Selected passage:
-------------------------
Unhackathon #5: Discovering trends in property data and scams in ICOs

Our fifth un-hackathon kicked off the year with 30 eager data scientists attending. The event at Makerhive in Kennedy town was the first of the year and combined industry talks with project based collaboration.

As the mercury dipped outside the fires of creativity burned bright among our attendees. Five project leaders suggested projects to focus the skills of our data scientists on uncovering new insights into the property market in Hong Kong, with a 1.6 million row record of transactions over the past 20 years. Another project aimed to discover whether public data can spot a scam initial coin offering, or ICO.

Presentations

IMG_20180204_103740_HDR

Pranav Agrawal, an HK University of Science and Technolology student, presented a code tutorial on Multi-layer perceptrons in PyTorch. The in-depth, code-centric tutorial took us step by step through the process. We can share links to the documentation here:

Github

Presentation


Hang Xu presented his method of looking at DNA using the word-to-vector model. He said his method of adapting the word2vec model to analyse DNA was superior to the best usage of the current method of analysing DNA using a one-hot vector method.

Presentation

Projects

  • Guy’s property data analysis
  • Jenson’s ICO scam detector
  • Kirill’s Ansible machine learning speed booster

Property data analysis

Using a 1.2gb table of 1.6 million property transactions in Hong Kong, from 1997 to today, this group looked for trends and insights in the property market. Some of the central questions were quantifying the rate that property prices were growing in relation to wage growth in the city.
-------------------------
Records:

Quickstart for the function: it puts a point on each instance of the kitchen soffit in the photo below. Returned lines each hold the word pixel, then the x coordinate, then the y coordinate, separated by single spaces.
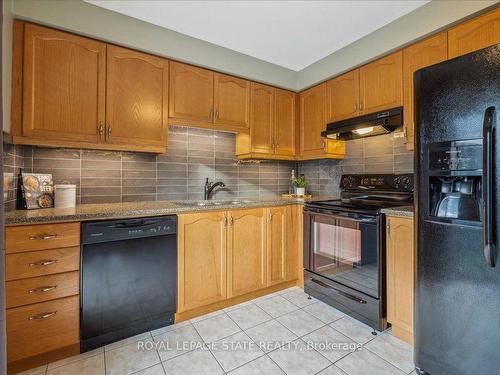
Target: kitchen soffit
pixel 291 34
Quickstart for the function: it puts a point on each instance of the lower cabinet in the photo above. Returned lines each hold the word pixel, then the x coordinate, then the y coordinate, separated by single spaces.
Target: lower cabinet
pixel 227 254
pixel 246 248
pixel 201 259
pixel 400 276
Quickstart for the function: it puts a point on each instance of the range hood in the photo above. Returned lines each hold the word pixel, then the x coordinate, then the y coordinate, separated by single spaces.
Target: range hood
pixel 364 126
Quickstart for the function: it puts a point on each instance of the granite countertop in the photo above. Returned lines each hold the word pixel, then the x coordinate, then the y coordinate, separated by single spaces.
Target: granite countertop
pixel 404 211
pixel 86 212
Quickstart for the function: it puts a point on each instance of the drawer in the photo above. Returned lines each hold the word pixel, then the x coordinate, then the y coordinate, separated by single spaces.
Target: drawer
pixel 42 327
pixel 42 288
pixel 41 237
pixel 39 263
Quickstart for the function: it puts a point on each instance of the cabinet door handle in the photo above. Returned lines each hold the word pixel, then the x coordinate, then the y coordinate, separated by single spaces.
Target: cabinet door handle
pixel 43 263
pixel 43 237
pixel 42 289
pixel 42 315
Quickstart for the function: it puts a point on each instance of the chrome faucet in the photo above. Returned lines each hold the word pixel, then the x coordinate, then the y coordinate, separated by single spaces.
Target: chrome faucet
pixel 210 186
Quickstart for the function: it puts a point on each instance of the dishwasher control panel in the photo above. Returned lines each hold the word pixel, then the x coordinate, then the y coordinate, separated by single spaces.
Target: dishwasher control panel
pixel 114 230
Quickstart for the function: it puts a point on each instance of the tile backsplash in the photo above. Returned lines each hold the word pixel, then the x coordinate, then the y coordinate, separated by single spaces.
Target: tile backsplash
pixel 193 155
pixel 380 154
pixel 109 176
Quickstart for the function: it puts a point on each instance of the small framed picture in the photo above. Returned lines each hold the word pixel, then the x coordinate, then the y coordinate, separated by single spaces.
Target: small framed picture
pixel 37 190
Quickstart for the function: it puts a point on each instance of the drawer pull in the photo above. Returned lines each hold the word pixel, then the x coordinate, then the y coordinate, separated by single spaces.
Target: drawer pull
pixel 43 237
pixel 42 289
pixel 42 316
pixel 43 263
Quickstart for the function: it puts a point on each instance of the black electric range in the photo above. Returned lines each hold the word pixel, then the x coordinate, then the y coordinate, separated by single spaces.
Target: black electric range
pixel 344 244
-------------------------
Exercise goal: Continue the write-up on Unhackathon #5 from its last sentence.

Exercise response:
They found some bargains, even in the current market. See their presentation with their findings.

Ansible speed boosting for NumPy and R

A lot of machine learning tools depend on matrix manipulation libraries, e.g. NumPy. In a basic configuration it uses CPU for linear algebra computations, such as matrix multiplication, SVD or Eigenvalues decomposition. OpenBLAS speeds computations 4-10x via Fortran binding.

Github

See their presentation here.

Is this ICO a scam?

The group pulled a list of over 1600 ICOs from the past two years, and with the question of whether they could establish whether it is a scam, evaluated their value. The second step was to gather the return on investment for each of the ICOs, and the countries they were reported to have come from.

See their presentation and findings here.

Job explorer

Morris Wong worked on scraping a dataset to build a structured system to help jobseekers vet a company before joining. Using stealjobs.com data he aims to build an explorer in the shape of GitXplore using four metrics: income, working hours, promotion prospect, happiness. The data is user generated.

See you all at our next event in March.